-- start GIVEN PASSAGE --

However, he died, it doesn’t really matter for the purposes of this episode. The point is he died. 

When he died, no one was really ready for it. He was 32 and in the prime of his life. Moreover, he didn’t really have any plan for succession. 

He had an older half-brother named Philip III who had some support, but by all accounts, he had some sort of learning disability and wasn’t considered fit to run the sprawling empire that Alexander left behind.

Alexander had a wife named Roxana, who was from Bactria in Central Asia and was pregnant at the time of his death. No one knew what the sex of the child would be, so they couldn’t determine any succession plans at the time of his death. Also, because she wasn’t a Macedonian, that didn’t lend support to her or her child’s cause.

A few months after Alexander’s death Roxana had a son by the name of Alexander IV. However, it would be years before the baby Alexander would ever be in a position to rule. 

Moreover, Alexander didn’t leave anything which suggested what should be done with the empire.  According to legend, when asked who the empire should go to on his deathbed, he might have said “to the strongest”, but there is no way to know if that’s true. 

However, it really doesn’t matter if it was true because, for all practical purposes, that is exactly how it played out.

-- end GIVEN PASSAGE --
-- start SUPPLIED INFORMATION --

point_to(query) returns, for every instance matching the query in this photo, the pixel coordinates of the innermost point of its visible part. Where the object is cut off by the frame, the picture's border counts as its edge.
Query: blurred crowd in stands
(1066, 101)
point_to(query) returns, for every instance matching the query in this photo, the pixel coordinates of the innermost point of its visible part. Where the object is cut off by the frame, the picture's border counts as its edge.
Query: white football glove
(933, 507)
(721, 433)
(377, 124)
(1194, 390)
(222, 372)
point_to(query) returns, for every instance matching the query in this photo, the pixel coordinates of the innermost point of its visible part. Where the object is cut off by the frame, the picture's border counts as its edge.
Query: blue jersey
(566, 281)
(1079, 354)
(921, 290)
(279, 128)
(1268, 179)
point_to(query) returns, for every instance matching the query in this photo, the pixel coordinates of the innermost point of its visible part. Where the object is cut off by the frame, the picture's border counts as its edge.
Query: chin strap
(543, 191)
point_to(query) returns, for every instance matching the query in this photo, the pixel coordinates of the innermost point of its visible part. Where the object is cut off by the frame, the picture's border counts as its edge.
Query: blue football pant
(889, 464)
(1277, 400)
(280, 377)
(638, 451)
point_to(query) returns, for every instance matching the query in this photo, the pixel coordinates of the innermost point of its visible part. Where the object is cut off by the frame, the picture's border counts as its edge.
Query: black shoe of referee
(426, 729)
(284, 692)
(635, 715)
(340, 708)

-- end SUPPLIED INFORMATION --
-- start SUPPLIED INFORMATION --

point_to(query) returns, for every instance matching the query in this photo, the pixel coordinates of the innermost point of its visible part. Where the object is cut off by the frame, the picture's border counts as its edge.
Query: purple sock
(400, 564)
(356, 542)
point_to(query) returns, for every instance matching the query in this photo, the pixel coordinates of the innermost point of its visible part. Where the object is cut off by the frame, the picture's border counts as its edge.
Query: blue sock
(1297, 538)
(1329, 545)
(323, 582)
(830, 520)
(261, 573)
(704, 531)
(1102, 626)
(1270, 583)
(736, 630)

-- end SUPPLIED INFORMATION --

WHAT THE EXERCISE ASKS: Rewrite the passage on Alexander's succession from "Moreover, Alexander didn’t" to "if that’s true.", putting "tradition" in place of "legend". The items have nothing to do with what comes next.

RESPONSE:
Moreover, Alexander didn’t leave anything which suggested what should be done with the empire.  According to tradition, when asked who the empire should go to on his deathbed, he might have said “to the strongest”, but there is no way to know if that’s true.